[START]

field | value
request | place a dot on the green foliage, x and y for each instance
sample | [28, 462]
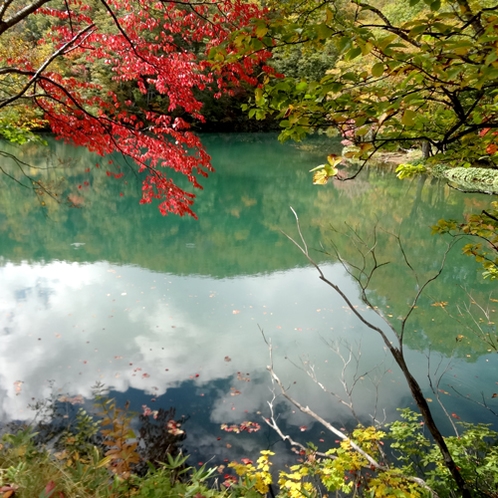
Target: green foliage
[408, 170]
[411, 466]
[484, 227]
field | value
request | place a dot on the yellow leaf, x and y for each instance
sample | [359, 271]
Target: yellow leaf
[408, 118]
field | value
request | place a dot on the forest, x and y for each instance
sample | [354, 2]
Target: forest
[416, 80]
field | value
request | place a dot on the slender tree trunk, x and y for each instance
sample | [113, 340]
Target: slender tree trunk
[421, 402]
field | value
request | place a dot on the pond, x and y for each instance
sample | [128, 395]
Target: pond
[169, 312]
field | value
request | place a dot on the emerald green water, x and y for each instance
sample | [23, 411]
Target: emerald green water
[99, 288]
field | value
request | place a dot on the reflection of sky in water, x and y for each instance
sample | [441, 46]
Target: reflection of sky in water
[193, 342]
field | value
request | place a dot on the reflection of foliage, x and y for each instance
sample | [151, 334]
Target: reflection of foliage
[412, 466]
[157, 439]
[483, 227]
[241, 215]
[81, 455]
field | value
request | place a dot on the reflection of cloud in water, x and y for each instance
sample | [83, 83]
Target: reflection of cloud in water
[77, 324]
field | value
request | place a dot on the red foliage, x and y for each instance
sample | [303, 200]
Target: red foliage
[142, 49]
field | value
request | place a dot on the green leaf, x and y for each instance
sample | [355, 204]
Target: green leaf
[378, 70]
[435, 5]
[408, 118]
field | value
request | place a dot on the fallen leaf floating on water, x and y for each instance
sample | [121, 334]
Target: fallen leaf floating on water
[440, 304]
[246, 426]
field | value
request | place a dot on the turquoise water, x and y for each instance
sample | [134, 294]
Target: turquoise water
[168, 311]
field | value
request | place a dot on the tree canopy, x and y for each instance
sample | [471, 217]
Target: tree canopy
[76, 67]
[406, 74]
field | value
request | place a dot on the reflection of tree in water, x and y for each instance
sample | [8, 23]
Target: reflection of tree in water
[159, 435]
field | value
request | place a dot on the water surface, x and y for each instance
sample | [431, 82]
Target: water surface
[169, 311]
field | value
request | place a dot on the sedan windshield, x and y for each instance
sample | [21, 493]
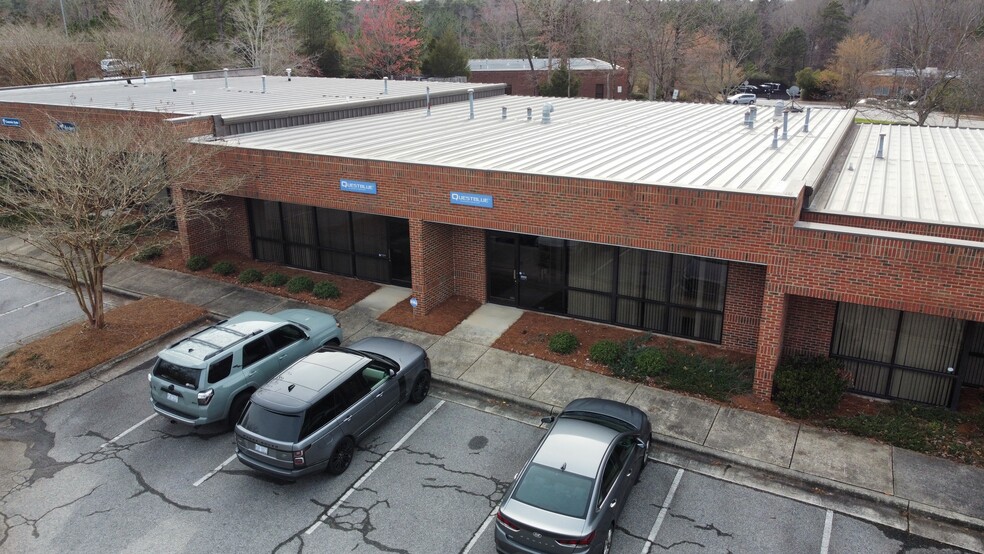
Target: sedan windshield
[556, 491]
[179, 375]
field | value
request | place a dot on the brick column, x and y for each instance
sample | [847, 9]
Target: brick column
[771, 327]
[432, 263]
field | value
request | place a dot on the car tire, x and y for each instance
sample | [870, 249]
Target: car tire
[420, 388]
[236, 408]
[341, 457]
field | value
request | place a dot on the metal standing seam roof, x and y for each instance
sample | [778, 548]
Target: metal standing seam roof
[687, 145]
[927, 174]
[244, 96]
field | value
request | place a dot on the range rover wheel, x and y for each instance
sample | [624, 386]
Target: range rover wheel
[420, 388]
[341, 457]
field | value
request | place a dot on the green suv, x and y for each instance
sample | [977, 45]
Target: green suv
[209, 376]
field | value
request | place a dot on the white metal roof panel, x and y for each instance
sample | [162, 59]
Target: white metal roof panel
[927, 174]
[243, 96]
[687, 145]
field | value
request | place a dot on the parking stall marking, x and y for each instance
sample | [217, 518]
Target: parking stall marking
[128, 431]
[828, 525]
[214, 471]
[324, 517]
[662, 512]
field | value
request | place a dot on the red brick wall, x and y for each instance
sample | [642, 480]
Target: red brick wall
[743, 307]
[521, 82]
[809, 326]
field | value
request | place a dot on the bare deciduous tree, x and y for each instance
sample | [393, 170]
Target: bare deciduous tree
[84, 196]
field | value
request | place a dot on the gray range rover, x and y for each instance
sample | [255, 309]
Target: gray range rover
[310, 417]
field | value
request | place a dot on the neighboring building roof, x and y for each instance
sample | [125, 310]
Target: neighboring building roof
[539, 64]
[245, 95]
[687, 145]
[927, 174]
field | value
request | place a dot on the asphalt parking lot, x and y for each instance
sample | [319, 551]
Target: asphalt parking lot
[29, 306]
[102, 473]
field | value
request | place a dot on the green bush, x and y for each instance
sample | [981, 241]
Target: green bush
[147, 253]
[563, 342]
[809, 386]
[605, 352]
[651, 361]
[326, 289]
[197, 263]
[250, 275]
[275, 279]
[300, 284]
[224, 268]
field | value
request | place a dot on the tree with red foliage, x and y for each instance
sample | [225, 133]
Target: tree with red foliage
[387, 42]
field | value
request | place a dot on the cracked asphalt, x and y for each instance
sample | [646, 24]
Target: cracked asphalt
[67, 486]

[END]

Your copy should hold every record word for word and none of the pictures.

Output for this task:
field | value
request | place a dot on the green foliage, x and y for each instance
sample | [28, 462]
Target: green foliage
[408, 170]
[411, 466]
[484, 227]
field | value
request | place a dot on the yellow leaf, x and y for each instance
sample | [359, 271]
Target: yellow leaf
[408, 118]
field | value
request | place a dot on the forest, x and y for each instance
sample | [354, 2]
Target: forest
[416, 80]
field | value
request | place a dot on the slender tree trunk, x and y for each instance
sample | [113, 340]
Target: slender tree trunk
[421, 402]
field | value
request | place a dot on the pond, x and y for each instance
sample | [128, 395]
Target: pond
[169, 312]
field | value
request | place a dot on the emerald green water, x and y for each instance
sample | [23, 411]
Target: emerald green water
[99, 288]
field | value
request | place a dot on the reflection of sky in water, x and y for each instance
sample | [441, 46]
Target: reflection of sky in water
[193, 342]
field | value
request | place a dot on the reflection of foliage, x and y for each instance
sample | [151, 334]
Target: reflection of foliage
[412, 466]
[157, 439]
[483, 227]
[241, 215]
[81, 455]
field | value
request | place a dot on the reflection of cloud in water, x and y for each instance
sample | [83, 83]
Target: reflection of cloud in water
[77, 324]
field | value
request | place a dot on the red foliage, x and y for each instance
sample | [303, 200]
Target: red foliage
[142, 49]
field | value
request | place a dot on the green leaf, x and y for each instance
sample | [355, 204]
Target: green leaf
[378, 70]
[435, 5]
[408, 118]
field | value
request | place a dot on the fallen leaf floating on water, x and y for each instance
sample | [121, 334]
Target: fallen leaf floating on water
[440, 304]
[246, 426]
field | value
request | place a dot on the turquoise water, x and y for each instance
sample | [134, 294]
Target: turquoise water
[168, 311]
field | value
request | place a dot on the tree canopy, x and y for each instance
sample | [471, 217]
Target: tree canopy
[76, 67]
[406, 74]
field | value
request | place a dot on the reflection of tree in water, x and y for each instance
sample | [8, 23]
Target: reflection of tree in water
[159, 435]
field | value
request | place a dot on the water surface, x and y for each instance
sample | [431, 82]
Target: water surface
[169, 311]
field | value
request | place a dot on the sedan windshield, x and y for each instance
sample | [21, 493]
Target: sedan windshield
[556, 491]
[179, 375]
field | value
request | place a dot on the brick column, x and y for each instance
sample | [847, 9]
Target: brick column
[771, 327]
[432, 263]
field | value
request | place a dot on the car tire, x and y for each instance
sample | [870, 249]
Target: car tire
[420, 388]
[236, 408]
[341, 457]
field | value
request | place a dot on the metal standing seam roof, x and y for each instance
sample | [778, 548]
Target: metal standing seam roof
[687, 145]
[927, 174]
[244, 96]
field | value
request | place a dot on the range rover wheel, x and y for each instance
sample | [624, 386]
Target: range rover wheel
[420, 388]
[341, 457]
field | value
request | place a dot on the green suv, x and y for each instance
sample | [977, 45]
Target: green suv
[209, 376]
field | value
request | place a dot on the white metal roof panel, x and y for each instance
sample | [162, 59]
Target: white metal roof panel
[927, 174]
[243, 96]
[687, 145]
field | value
request | place a dot on the parking stall marking, x and y for each instance
sample | [217, 518]
Target: parking stall marking
[128, 431]
[828, 525]
[214, 471]
[324, 517]
[662, 512]
field | value
request | place a dot on the red brick wall, x and y for each instance
sample | [642, 480]
Target: red brick wall
[743, 307]
[521, 82]
[809, 326]
field | value
request | place a dot on the bare deciduous tree, x and y for each instance
sample | [393, 170]
Target: bare deciduous tree
[84, 196]
field | value
request | place a dot on the gray range rover, x and y for each instance
sample | [255, 309]
Target: gray range rover
[310, 417]
field | value
request | place a dot on the neighboring building roof, x and y for each instance
sample | [125, 310]
Target: neighboring building roof
[539, 64]
[245, 95]
[687, 145]
[927, 174]
field | value
request | place a dot on the asphalt parking lot, x and y for each instance
sample | [319, 551]
Target: asphalt parking lot
[29, 306]
[102, 473]
field | value
request | place a dot on the green bush, x and y for each instance
sample | [981, 241]
Target: green bush
[147, 253]
[563, 342]
[809, 386]
[605, 352]
[651, 361]
[326, 289]
[197, 263]
[250, 275]
[275, 279]
[300, 284]
[224, 268]
field | value
request | place a dot on the tree with red foliage, x and y for each instance
sample | [225, 133]
Target: tree with red foliage
[387, 42]
field | value
request | place a dot on the cracked asphalt, x and y for each instance
sample | [646, 24]
Target: cracked asphalt
[67, 486]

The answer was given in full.